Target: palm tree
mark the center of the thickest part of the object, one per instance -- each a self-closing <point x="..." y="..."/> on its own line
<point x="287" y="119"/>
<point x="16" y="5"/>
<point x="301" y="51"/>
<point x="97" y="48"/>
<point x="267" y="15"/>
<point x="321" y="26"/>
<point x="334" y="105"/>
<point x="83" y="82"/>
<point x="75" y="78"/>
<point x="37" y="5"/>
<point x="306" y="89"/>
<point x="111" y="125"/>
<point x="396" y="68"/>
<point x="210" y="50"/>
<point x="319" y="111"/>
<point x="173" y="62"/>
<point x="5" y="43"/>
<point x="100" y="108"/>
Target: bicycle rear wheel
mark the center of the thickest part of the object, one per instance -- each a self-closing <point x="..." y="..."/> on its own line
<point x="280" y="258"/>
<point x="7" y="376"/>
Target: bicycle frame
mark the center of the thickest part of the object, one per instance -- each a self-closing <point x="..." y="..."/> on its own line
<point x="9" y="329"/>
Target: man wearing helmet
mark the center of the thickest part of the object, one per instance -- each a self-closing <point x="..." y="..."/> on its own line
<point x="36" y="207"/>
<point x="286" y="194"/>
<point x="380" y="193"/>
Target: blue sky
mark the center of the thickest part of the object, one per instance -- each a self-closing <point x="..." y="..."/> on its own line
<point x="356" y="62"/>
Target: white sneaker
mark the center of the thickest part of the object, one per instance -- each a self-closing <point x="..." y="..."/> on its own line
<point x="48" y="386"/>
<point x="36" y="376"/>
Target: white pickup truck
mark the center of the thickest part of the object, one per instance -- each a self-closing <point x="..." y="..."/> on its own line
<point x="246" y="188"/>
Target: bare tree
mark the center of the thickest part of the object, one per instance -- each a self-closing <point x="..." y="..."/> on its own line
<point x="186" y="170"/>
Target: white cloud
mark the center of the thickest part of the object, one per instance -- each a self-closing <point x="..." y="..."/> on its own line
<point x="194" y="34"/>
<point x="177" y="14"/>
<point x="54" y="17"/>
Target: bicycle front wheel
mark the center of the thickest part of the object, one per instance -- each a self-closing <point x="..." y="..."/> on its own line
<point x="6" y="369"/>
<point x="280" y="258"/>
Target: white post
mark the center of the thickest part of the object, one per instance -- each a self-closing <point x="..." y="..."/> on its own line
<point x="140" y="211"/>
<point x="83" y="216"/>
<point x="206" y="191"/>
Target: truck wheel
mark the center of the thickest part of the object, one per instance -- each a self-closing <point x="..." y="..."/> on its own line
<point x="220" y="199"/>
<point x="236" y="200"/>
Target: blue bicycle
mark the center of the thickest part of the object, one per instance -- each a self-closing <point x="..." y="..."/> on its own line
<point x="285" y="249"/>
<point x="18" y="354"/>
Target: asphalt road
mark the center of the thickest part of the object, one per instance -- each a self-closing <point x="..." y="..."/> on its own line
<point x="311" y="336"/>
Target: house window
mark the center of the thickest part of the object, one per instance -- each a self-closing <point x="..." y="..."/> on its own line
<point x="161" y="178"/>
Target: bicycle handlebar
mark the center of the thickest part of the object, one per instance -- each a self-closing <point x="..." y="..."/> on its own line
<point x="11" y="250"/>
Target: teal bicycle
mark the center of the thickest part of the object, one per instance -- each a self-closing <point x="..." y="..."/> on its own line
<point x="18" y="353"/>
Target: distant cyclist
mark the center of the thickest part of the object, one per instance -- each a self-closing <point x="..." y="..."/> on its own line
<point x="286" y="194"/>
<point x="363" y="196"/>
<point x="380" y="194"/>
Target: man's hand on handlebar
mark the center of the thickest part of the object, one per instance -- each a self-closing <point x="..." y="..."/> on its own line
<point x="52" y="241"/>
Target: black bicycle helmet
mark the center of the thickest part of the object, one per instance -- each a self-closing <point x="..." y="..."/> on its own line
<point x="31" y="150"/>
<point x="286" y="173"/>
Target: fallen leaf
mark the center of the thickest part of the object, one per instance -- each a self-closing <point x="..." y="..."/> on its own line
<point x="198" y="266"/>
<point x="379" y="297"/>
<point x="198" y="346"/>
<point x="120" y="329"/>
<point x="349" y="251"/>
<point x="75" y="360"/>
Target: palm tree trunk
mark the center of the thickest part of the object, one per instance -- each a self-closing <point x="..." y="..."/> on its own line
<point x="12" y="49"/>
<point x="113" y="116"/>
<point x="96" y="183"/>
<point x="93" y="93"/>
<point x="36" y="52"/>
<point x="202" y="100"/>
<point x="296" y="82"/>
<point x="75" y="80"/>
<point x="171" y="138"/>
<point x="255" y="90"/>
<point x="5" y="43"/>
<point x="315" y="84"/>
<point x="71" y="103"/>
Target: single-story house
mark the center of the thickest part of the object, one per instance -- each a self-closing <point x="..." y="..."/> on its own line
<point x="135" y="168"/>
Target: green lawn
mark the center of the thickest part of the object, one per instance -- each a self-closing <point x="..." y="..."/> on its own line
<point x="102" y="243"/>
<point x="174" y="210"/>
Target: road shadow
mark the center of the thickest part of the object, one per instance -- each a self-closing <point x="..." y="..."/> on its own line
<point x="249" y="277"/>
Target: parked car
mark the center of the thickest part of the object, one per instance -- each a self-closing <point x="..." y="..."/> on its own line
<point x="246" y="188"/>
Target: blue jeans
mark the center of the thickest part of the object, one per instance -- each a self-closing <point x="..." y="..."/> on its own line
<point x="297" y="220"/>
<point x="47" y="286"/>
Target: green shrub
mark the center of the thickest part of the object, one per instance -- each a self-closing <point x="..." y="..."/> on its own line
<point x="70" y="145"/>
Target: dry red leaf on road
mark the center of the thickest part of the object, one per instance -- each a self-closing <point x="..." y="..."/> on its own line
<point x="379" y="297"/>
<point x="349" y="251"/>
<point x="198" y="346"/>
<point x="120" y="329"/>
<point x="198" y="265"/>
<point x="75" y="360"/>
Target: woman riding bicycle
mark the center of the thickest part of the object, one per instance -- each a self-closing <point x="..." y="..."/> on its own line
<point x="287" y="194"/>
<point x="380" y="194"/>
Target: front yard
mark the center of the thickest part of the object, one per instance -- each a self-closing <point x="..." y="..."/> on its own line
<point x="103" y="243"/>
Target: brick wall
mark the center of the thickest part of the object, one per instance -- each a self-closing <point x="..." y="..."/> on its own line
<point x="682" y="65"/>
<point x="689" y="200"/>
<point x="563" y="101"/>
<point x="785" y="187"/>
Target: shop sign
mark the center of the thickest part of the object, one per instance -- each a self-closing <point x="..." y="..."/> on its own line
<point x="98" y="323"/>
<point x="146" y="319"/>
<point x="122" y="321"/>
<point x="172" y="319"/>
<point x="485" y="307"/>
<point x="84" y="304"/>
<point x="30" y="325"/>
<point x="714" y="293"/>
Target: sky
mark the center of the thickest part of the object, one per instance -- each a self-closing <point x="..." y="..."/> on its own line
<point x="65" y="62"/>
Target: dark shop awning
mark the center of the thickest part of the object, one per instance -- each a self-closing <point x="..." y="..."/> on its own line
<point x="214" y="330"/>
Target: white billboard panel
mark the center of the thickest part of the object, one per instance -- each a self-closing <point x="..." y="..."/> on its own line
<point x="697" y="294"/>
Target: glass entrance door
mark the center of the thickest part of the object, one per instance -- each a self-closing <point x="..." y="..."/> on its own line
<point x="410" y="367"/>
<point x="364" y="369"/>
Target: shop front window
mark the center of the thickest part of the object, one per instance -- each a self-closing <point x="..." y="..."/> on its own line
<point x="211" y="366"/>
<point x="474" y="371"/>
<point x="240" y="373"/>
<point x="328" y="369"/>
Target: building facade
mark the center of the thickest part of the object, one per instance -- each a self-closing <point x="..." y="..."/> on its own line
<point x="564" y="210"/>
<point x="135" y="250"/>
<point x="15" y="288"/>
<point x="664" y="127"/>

------------------------------------------------

**Requirement:** Change every "thickest part" in the lines above to "widest part", and reproduce all the lines otherwise unchanged.

**Written reply:**
Target: palm tree
mark the center of the widest part of the object, one per instance -- each a self-closing <point x="..." y="..."/> on its own line
<point x="287" y="119"/>
<point x="16" y="5"/>
<point x="301" y="51"/>
<point x="97" y="48"/>
<point x="267" y="15"/>
<point x="321" y="26"/>
<point x="334" y="105"/>
<point x="83" y="82"/>
<point x="75" y="78"/>
<point x="37" y="5"/>
<point x="306" y="89"/>
<point x="111" y="125"/>
<point x="396" y="68"/>
<point x="210" y="50"/>
<point x="319" y="111"/>
<point x="173" y="62"/>
<point x="5" y="43"/>
<point x="100" y="108"/>
Target: bicycle rear wheel
mark the center of the widest part of the object, one per instance -- each a self-closing <point x="..." y="..."/> on its own line
<point x="280" y="258"/>
<point x="7" y="376"/>
Target: bicycle frame
mark the center of the widest part of the object, one per instance -- each a self-closing <point x="..." y="..."/> on its own line
<point x="9" y="329"/>
Target: man wearing helmet
mark the center of the widest part of the object, one per instance -- each a self-closing <point x="..." y="..."/> on its own line
<point x="36" y="207"/>
<point x="286" y="194"/>
<point x="380" y="193"/>
Target: blue sky
mark the center of the widest part of the object, one per instance -- each a self-closing <point x="..." y="..."/> on its own line
<point x="356" y="62"/>
Target: white sneaker
mark the center of the widest part of the object, one per instance -- each a self-closing <point x="..." y="..."/> on its own line
<point x="48" y="386"/>
<point x="36" y="376"/>
Target: white pickup truck
mark the center of the widest part of the object, one per instance -- each a self-closing <point x="..." y="..."/> on its own line
<point x="246" y="188"/>
Target: bare tree
mark the center of the widest part of the object, one per instance -- each a self-closing <point x="..." y="..."/> on its own line
<point x="186" y="170"/>
Target: white cloud
mark the center of the widest part of the object, one per instance -- each a self-closing <point x="..." y="..."/> on its own line
<point x="194" y="34"/>
<point x="177" y="14"/>
<point x="54" y="17"/>
Target: bicycle front wheel
mark the center of the widest part of the object, one per instance -- each a self-closing <point x="..." y="..."/> on its own line
<point x="6" y="369"/>
<point x="280" y="258"/>
Target: white post
mark the center of the widest part of the object, one per instance -- each a self-closing <point x="..." y="..."/> on its own line
<point x="140" y="211"/>
<point x="83" y="216"/>
<point x="206" y="191"/>
Target: truck wheel
mark the center of the widest part of the object, one per instance -- each a self-closing <point x="..." y="..."/> on its own line
<point x="220" y="199"/>
<point x="236" y="200"/>
Target: blue bicycle
mark the center of the widest part of the object, one per instance -- each a self-closing <point x="..." y="..."/> on its own line
<point x="285" y="249"/>
<point x="18" y="354"/>
Target: asphalt road
mark the center of the widest part of the object, one per instance -- each a self-closing <point x="..." y="..."/> on its own line
<point x="311" y="336"/>
Target: house window
mark the center of the widest part of the object, one per instance -- each a self-closing <point x="..." y="..."/> on its own line
<point x="161" y="178"/>
Target: bicycle handlebar
mark the center of the widest part of the object, one per instance -- each a self-closing <point x="..." y="..."/> on its own line
<point x="11" y="250"/>
Target: teal bicycle
mark the center of the widest part of the object, one per instance -- each a self-closing <point x="..." y="..."/> on its own line
<point x="18" y="353"/>
Target: distant cyclist
mark the center of the widest part of the object, one per instance -- each a self-closing <point x="..." y="..."/> on its own line
<point x="286" y="194"/>
<point x="363" y="196"/>
<point x="380" y="194"/>
Target: man's hand on handlebar
mark the center of the widest part of the object, one per instance -- each a self-closing <point x="..." y="..."/> on its own line
<point x="52" y="241"/>
Target: black bicycle helmet
mark the center of the widest part of the object, one per instance -- each a self-closing <point x="..." y="..."/> on its own line
<point x="31" y="150"/>
<point x="286" y="173"/>
Target: fallen leaf
mark the center of the widest part of the object, one per instance -- each a self-closing <point x="..." y="..."/> on its own line
<point x="198" y="266"/>
<point x="379" y="297"/>
<point x="198" y="346"/>
<point x="120" y="329"/>
<point x="349" y="251"/>
<point x="75" y="360"/>
Target: palm tree trunk
mark the center of the widest part of the object, one per instance -- each a self-closing <point x="..." y="..."/> on its own line
<point x="12" y="49"/>
<point x="113" y="116"/>
<point x="96" y="183"/>
<point x="93" y="93"/>
<point x="36" y="52"/>
<point x="202" y="100"/>
<point x="296" y="82"/>
<point x="75" y="80"/>
<point x="171" y="138"/>
<point x="255" y="90"/>
<point x="5" y="43"/>
<point x="315" y="84"/>
<point x="71" y="103"/>
Target: single-story house
mark the center of the widest part of the object, one per instance -- each a self-closing <point x="..." y="..."/> on its own line
<point x="135" y="168"/>
Target: green lawn
mark the center of the widest part of the object, one per instance -- each a self-closing <point x="..." y="..."/> on its own line
<point x="102" y="243"/>
<point x="174" y="210"/>
Target: road shadow
mark the center of the widest part of the object, one per instance -- each a self-closing <point x="..." y="..."/> on its own line
<point x="249" y="277"/>
Target: parked car
mark the center of the widest part of the object, one per instance -- each a self-closing <point x="..." y="..."/> on its own line
<point x="246" y="188"/>
Target: blue jeans
mark the center of the widest part of the object, one per instance -- each a self-closing <point x="..." y="..."/> on its own line
<point x="297" y="220"/>
<point x="47" y="286"/>
Target: green shrub
mark the center of the widest part of the object, one per instance -- each a self-closing <point x="..." y="..."/> on its own line
<point x="70" y="145"/>
Target: dry red leaf on road
mark the center of the widest part of the object, one per instance -- each a self-closing <point x="..." y="..."/> on its own line
<point x="379" y="297"/>
<point x="349" y="251"/>
<point x="198" y="346"/>
<point x="120" y="329"/>
<point x="198" y="265"/>
<point x="75" y="360"/>
Target: woman riding bicycle
mark the center of the widest part of the object, one per instance -- each a self-closing <point x="..." y="..."/> on its own line
<point x="287" y="194"/>
<point x="380" y="194"/>
Target: front yard
mark the center of the widest part of the object, one per instance -- each a self-closing <point x="..." y="..."/> on its own line
<point x="103" y="243"/>
Target: brick wall
mark the center of the widest part of the object, one per instance -- each a self-closing <point x="..." y="..."/> on its own line
<point x="682" y="65"/>
<point x="689" y="200"/>
<point x="563" y="101"/>
<point x="785" y="187"/>
Target: shop sign
mark the center of the widest part of the object, one per instance -- each a self-closing <point x="..." y="..."/> on its own line
<point x="98" y="323"/>
<point x="146" y="319"/>
<point x="122" y="321"/>
<point x="172" y="319"/>
<point x="485" y="307"/>
<point x="84" y="304"/>
<point x="30" y="325"/>
<point x="714" y="293"/>
Target: sky
mark the center of the widest part of the object, one per instance -- each a self-closing <point x="..." y="..."/> on its own line
<point x="65" y="62"/>
Target: dark shop awning
mark the center of the widest part of the object, one per instance -- each a self-closing <point x="..." y="..."/> on its own line
<point x="214" y="330"/>
Target: white billboard panel
mark the center of the widest part of the object, one per instance -- each a self-closing <point x="..." y="..."/> on its own line
<point x="697" y="294"/>
Target: glass entrance door
mark the center of the widest part of the object, one per instance -- each a self-closing <point x="..." y="..."/> on its own line
<point x="410" y="367"/>
<point x="364" y="369"/>
Target: shop front window
mark the center of the widest part of the object, one per instance -- each a self-closing <point x="..." y="..."/> on its own line
<point x="211" y="366"/>
<point x="474" y="371"/>
<point x="240" y="373"/>
<point x="328" y="369"/>
Target: building facade
mark the center of the widest part of the object, one per instance -- each a self-closing <point x="..." y="..."/> on its own line
<point x="564" y="210"/>
<point x="135" y="250"/>
<point x="15" y="288"/>
<point x="664" y="127"/>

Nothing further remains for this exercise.